*AIM OF THE EXERCISE*. Summarize the account below of a haircut and the eye trouble that followed it in three sentences.

*SOURCE TEXT*.
These Iraqis know how to cut my hair better than anybody else. They really make my head look good and that takes some doing. Its not quite as pleasant as the Icelandic girls that used to give me haircuts in Keflavik, but my hair looks better. At least as far as military haircuts can look.
The only awkward time is when an Iraqi barber pulls out the straight razor and shaves my sideburns and the wayward fuzz just above my ears, then runs that thin edged steel down the back of my neck.
So yesterday after I got my haircut I came back to crunch serial numbers some more at my desk and realized I couldn’t see. I had a white, blind spot in the left corner of my field of vision. The horror wasn’t that I couldn’t work but I couldn’t even surf the net, what I call monitoring CNN. LtCol V. said I should go to the clinic. I did, they still owed me their property record anyway.
At the clinic it got worse, a jagged line like pixles formed across my left eye. Then the periphery of my vision blurred and started to flicker. The Doc didn’t know what to do so he sent me to the CSH to see the opthamalogist. By the time I walked the mile to the CSH my vision had cleared.
The opthamalogist listened to half of my story then finished the other half for me (with complete accuracy). Turns out I’d had an ocular miagraine, not painful and very common. Still he dialated my left eye to explore.
So there I am walking back to the palace with a patch over my left eye. Though I managed to squint my way thru a meeting when I got back I couldn’t effectively see until after dinner.

*SUPPLIED ENTRIES*.
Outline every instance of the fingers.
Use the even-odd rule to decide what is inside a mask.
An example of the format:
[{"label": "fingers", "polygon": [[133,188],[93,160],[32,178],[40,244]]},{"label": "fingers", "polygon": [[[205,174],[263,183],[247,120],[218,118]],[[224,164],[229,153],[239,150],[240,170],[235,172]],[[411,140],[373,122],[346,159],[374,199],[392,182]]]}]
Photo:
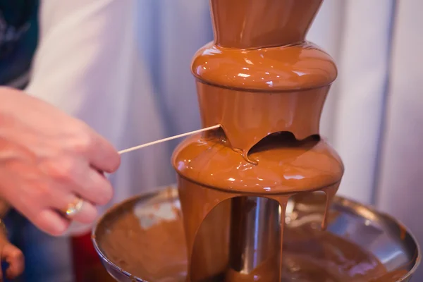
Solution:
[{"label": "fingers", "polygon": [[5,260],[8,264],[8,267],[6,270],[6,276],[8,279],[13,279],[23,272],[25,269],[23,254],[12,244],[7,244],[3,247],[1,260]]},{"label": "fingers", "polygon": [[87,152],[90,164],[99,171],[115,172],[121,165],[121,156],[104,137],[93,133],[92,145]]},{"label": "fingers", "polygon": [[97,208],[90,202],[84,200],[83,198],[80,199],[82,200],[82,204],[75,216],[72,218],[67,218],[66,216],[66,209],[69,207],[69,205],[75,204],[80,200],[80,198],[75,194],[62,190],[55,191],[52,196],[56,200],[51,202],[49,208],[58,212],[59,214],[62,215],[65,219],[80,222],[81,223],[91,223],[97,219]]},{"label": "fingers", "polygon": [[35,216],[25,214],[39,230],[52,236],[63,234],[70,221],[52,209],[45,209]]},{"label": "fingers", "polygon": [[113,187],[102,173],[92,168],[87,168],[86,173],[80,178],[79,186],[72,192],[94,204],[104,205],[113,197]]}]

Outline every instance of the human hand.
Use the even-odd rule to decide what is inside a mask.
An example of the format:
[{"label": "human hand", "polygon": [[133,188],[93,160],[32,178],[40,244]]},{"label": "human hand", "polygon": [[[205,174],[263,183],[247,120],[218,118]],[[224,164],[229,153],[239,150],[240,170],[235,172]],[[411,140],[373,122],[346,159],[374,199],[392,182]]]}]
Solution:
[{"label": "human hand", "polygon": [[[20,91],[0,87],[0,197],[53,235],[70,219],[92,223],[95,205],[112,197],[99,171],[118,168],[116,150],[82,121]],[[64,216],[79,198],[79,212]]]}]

...

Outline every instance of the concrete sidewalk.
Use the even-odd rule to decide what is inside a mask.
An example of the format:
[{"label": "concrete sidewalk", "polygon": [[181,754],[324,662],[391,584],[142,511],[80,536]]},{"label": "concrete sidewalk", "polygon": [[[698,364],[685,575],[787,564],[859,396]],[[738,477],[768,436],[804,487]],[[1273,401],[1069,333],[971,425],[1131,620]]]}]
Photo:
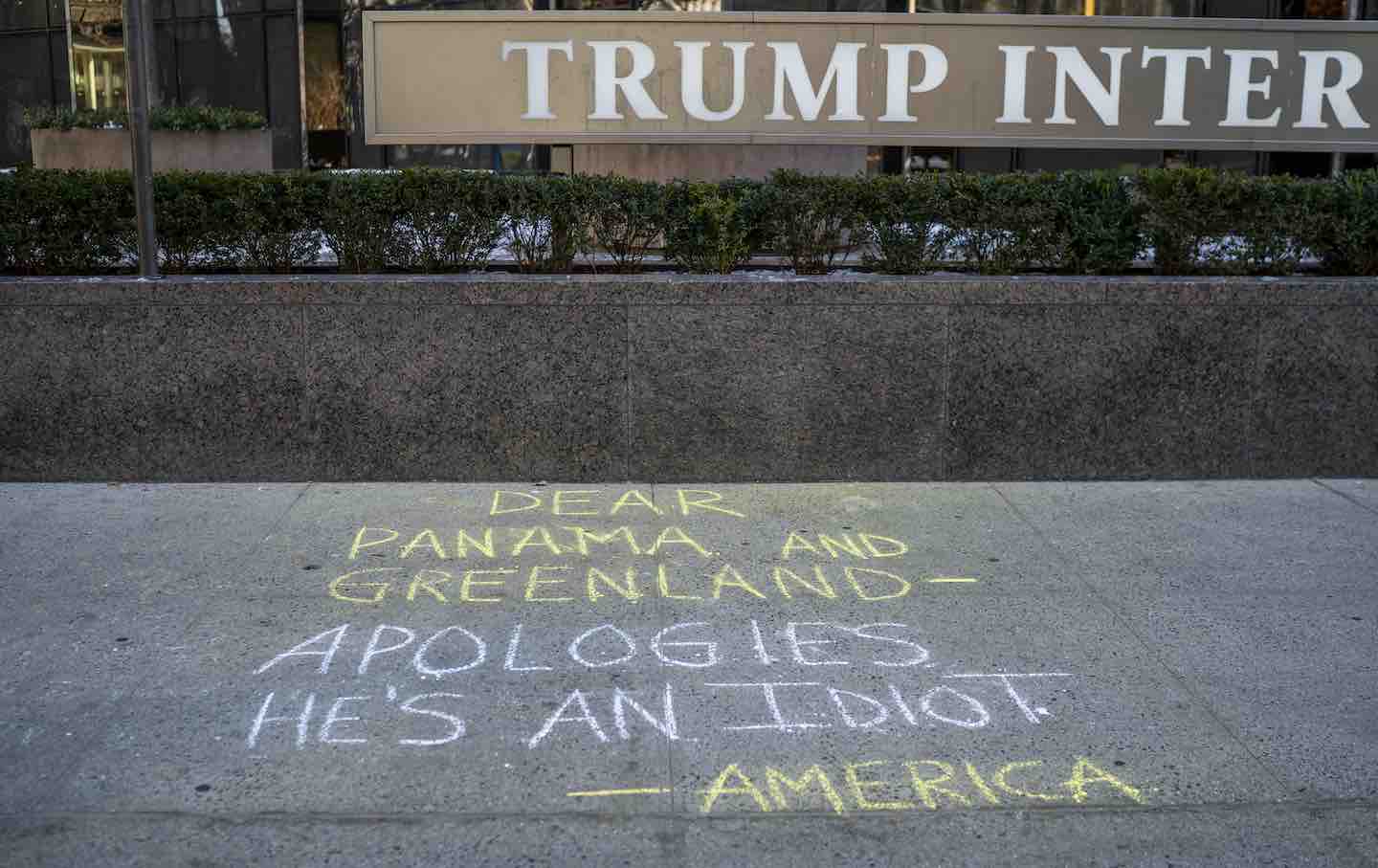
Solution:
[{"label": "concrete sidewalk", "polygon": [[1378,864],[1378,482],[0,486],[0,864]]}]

...

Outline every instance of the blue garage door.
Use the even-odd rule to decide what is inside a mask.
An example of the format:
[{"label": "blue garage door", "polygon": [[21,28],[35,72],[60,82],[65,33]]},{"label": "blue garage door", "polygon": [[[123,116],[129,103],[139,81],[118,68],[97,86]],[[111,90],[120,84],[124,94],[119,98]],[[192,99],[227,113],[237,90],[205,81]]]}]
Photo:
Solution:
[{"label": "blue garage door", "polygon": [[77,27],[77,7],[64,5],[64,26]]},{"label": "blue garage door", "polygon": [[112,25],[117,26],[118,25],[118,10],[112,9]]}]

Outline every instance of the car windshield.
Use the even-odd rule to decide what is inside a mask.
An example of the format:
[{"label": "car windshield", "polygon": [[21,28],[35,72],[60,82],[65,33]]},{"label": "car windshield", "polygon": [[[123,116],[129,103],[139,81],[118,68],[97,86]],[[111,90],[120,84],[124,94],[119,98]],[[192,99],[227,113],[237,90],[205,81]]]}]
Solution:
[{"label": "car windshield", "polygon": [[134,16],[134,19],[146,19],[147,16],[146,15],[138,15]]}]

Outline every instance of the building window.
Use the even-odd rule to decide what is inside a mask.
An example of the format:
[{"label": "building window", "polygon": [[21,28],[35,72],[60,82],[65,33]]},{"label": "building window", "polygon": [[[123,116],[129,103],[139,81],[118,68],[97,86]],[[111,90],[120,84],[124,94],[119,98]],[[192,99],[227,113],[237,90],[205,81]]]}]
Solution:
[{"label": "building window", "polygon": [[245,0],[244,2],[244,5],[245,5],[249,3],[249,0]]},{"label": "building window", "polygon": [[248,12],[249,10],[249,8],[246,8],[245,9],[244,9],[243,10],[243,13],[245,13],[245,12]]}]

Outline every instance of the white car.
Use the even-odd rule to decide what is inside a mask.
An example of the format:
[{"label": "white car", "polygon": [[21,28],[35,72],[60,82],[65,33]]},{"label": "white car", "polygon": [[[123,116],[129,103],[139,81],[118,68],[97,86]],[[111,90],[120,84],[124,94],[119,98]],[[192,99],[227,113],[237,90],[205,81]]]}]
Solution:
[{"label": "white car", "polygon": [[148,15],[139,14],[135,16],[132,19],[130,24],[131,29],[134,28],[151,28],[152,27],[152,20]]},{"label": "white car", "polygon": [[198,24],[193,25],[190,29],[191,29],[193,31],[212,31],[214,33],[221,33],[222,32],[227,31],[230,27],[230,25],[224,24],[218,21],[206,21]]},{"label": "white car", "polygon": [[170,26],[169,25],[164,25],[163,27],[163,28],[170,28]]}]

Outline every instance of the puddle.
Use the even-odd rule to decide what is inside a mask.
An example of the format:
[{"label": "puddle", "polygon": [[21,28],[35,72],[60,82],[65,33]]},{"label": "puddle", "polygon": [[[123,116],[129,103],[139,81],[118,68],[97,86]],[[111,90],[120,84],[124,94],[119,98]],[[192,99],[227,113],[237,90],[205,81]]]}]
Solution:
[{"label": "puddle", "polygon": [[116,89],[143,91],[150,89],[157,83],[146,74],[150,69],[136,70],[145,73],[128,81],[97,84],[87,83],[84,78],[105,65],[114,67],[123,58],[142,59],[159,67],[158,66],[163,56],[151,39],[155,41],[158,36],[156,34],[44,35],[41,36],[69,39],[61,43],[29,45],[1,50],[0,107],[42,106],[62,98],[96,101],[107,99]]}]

*TASK RESPONSE*. After a haircut from Iraqi barbers, the writer returned to work at a desk and noticed a white blind spot in the left corner of their field of vision. At the clinic, a jagged line formed across the left eye and the edges of the writer's vision blurred and flickered, so the doctor sent them to the ophthalmologist at the CSH, though their vision had cleared by the time they walked there. The ophthalmologist identified the episode as an ocular migraine, which is painless and very common, and dilated the left eye, so the writer walked back with a patch over that eye and could not see effectively until after dinner.